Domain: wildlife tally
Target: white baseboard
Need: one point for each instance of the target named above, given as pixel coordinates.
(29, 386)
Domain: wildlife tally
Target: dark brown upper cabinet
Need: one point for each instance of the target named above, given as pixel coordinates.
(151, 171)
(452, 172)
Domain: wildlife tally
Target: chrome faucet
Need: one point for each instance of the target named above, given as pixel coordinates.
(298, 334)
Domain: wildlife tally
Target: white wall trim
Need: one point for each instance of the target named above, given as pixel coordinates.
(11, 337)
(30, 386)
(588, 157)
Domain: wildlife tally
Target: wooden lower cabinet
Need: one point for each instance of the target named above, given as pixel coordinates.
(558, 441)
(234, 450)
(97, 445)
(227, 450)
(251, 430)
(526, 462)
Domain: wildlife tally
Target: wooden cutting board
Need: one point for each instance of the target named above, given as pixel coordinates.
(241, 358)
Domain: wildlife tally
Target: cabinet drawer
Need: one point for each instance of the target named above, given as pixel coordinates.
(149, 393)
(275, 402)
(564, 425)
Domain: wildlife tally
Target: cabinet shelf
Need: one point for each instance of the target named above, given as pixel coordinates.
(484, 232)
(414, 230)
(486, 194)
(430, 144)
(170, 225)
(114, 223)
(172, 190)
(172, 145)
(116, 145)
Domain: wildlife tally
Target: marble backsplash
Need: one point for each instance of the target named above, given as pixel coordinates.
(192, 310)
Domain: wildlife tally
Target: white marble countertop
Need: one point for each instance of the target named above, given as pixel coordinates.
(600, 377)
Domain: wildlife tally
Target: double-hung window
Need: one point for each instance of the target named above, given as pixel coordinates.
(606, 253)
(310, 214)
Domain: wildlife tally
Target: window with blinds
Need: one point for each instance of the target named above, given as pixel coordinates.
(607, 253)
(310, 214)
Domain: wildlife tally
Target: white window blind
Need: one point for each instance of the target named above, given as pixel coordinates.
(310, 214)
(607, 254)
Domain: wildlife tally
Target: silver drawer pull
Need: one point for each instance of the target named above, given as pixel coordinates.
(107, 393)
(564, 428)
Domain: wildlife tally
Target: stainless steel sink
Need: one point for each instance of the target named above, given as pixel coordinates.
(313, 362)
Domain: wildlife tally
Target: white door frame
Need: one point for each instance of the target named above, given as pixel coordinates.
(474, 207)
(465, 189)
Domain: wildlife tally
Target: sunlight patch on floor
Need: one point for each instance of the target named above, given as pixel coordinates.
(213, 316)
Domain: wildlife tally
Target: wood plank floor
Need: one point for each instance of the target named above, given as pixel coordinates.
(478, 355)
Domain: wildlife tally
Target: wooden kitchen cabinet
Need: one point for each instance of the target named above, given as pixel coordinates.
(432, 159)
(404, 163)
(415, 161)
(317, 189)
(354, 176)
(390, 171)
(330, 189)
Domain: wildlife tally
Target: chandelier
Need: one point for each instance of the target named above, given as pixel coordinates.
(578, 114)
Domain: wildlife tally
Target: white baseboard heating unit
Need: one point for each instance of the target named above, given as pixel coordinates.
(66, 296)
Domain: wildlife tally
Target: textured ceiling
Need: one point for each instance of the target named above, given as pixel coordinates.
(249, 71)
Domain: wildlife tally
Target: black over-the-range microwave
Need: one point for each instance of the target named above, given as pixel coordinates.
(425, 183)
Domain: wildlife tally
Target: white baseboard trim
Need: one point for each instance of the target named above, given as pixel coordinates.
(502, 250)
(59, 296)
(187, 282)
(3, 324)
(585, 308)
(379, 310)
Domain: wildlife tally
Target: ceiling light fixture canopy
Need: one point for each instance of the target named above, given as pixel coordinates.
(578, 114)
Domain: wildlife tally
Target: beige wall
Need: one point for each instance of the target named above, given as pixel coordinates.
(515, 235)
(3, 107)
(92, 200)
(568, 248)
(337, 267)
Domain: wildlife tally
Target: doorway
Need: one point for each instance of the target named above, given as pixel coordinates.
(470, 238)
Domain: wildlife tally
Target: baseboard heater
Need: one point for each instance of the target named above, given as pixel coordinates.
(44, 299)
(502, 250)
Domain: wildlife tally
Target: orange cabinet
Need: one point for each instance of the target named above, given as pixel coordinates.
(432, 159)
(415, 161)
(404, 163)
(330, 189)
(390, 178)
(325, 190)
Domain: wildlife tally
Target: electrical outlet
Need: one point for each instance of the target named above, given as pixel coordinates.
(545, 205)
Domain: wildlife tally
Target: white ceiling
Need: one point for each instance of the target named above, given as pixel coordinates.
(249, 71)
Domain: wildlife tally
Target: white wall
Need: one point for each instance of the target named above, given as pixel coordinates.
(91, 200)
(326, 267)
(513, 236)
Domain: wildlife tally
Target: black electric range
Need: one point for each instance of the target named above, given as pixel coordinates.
##########
> **AIM OF THE EXERCISE**:
Set all of the entries down again, exactly as they were given.

> **ANSWER**:
Domain: wildlife tally
Target: white baseboard
Need: one point for each instance of the target named above, given as pixel coordinates.
(29, 386)
Domain: wildlife tally
Target: dark brown upper cabinet
Need: one point for each instance of the target named above, given as pixel coordinates.
(151, 171)
(452, 172)
Domain: wildlife tally
Target: chrome faucet
Need: one point for each instance of the target named above, given as pixel coordinates.
(298, 334)
Domain: wildlife tally
Target: white wall trim
Need: one point for each instance of the target named above, given as pixel coordinates.
(11, 337)
(30, 386)
(588, 157)
Domain: wildlife tally
Target: wooden lower cabinet
Need: one point for each instance of the target named above, given as pixel coordinates.
(558, 441)
(234, 450)
(97, 445)
(227, 450)
(251, 430)
(526, 462)
Domain: wildlife tally
Target: wooden cutting board
Need: one point for each instance of the target named above, given as pixel coordinates.
(241, 358)
Domain: wildlife tally
Target: cabinet drawer
Need: one point for each instance of the target named above, given as pixel coordinates.
(149, 393)
(275, 402)
(564, 425)
Domain: wildlife tally
Target: cabinet shelf
Need: one point for each instance of the target named above, given as pixel coordinates.
(484, 232)
(414, 230)
(486, 194)
(430, 144)
(170, 225)
(114, 223)
(172, 190)
(172, 145)
(116, 145)
Domain: wildlife tally
Target: marble backsplash
Need: one point for each instance of the target named above, given as pixel coordinates.
(192, 310)
Domain: wildlife tally
Target: white marble countertop
Need: one point for each instance of the target named above, given as pixel coordinates.
(600, 377)
Domain: wildlife tally
Target: double-hung window
Need: one point for each instance of the target named above, given as pixel coordinates.
(606, 253)
(310, 214)
Domain: wildlife tally
Target: window with blinds
Need: one point for each instance of the target named above, given as pixel coordinates.
(607, 253)
(310, 214)
Domain: wildlife tally
Target: white window blind
Need: one point for each instance of the target named above, given as pixel coordinates.
(310, 214)
(607, 254)
Domain: wildlife tally
Target: silver drawer pull
Need: one point for each instance of the target named above, given as pixel coordinates.
(107, 393)
(564, 428)
Domain: wildlife tally
Target: stainless steel sink
Need: one point for each instance of the target named above, given as pixel coordinates.
(313, 362)
Domain: wildlife tally
Target: white door frame
Need: one point for each instance of the target named above, given as pixel coordinates.
(474, 207)
(465, 189)
Domain: wildlife tally
Target: sunlight patch on floor
Need: one point for each instance of the target named above, given as pixel coordinates.
(213, 316)
Domain: wildlife tally
Target: wood plank floor
Need: one point for each instance of the target named above, given as pixel coordinates.
(478, 355)
Domain: wildlife tally
Target: wooden kitchen cabinet
Need: one point for each instance of the target named above, given as pixel coordinates.
(432, 159)
(404, 163)
(415, 161)
(317, 189)
(354, 176)
(390, 171)
(330, 189)
Domain: wildlife tally
Target: chandelier
Need: one point for each instance of the target named above, given as pixel coordinates.
(578, 114)
Domain: wildlife tally
Target: white baseboard heating unit
Need: one point for each instance of the target named above, given as pixel coordinates.
(66, 296)
Domain: wildlife tally
Target: textured ceiling
Need: one point for each instance of the target named above, given as pixel coordinates.
(249, 71)
Domain: wildlife tally
Target: black over-the-range microwave
Need: one point for each instance of the target named above, given as pixel coordinates.
(425, 183)
Domain: wildlife tally
Target: white baseboard trim
Need: one point for each instance of the target named above, given as pixel coordinates.
(502, 250)
(59, 296)
(187, 282)
(3, 324)
(585, 308)
(379, 310)
Domain: wildlife tally
Target: ceiling light fixture canopy
Need: one point for each instance of the target named above, given as pixel coordinates.
(578, 114)
Domain: wildlife tally
Target: beige wall
Need: one point for each instance of the target named above, given as pixel coordinates.
(515, 235)
(3, 107)
(92, 200)
(568, 248)
(337, 267)
Domain: wildlife tally
Target: doorway
Need: one point for each instance of the target named above, given as pixel coordinates.
(470, 238)
Domain: wildlife tally
Target: baseboard heater
Need: one point for each instance of the target named above, given as pixel coordinates.
(44, 299)
(502, 250)
Domain: wildlife tally
Target: orange cabinet
Need: one point for each instance of the target named above, given as pixel coordinates.
(432, 159)
(415, 161)
(404, 163)
(330, 189)
(390, 178)
(325, 190)
Domain: wildlife tally
Target: electrical outlet
Need: one point for each instance of the target named above, given as pixel coordinates.
(545, 205)
Domain: wildlife tally
Target: white ceiling
Need: one point for each instance of the target named above, given as pixel coordinates.
(249, 71)
Domain: wildlife tally
Target: white wall
Need: one point for each instance of the target named above, given as pixel coordinates.
(91, 200)
(326, 267)
(513, 236)
Domain: wildlife tally
Target: black electric range
Need: one point for each instance of the target named above, given as pixel coordinates.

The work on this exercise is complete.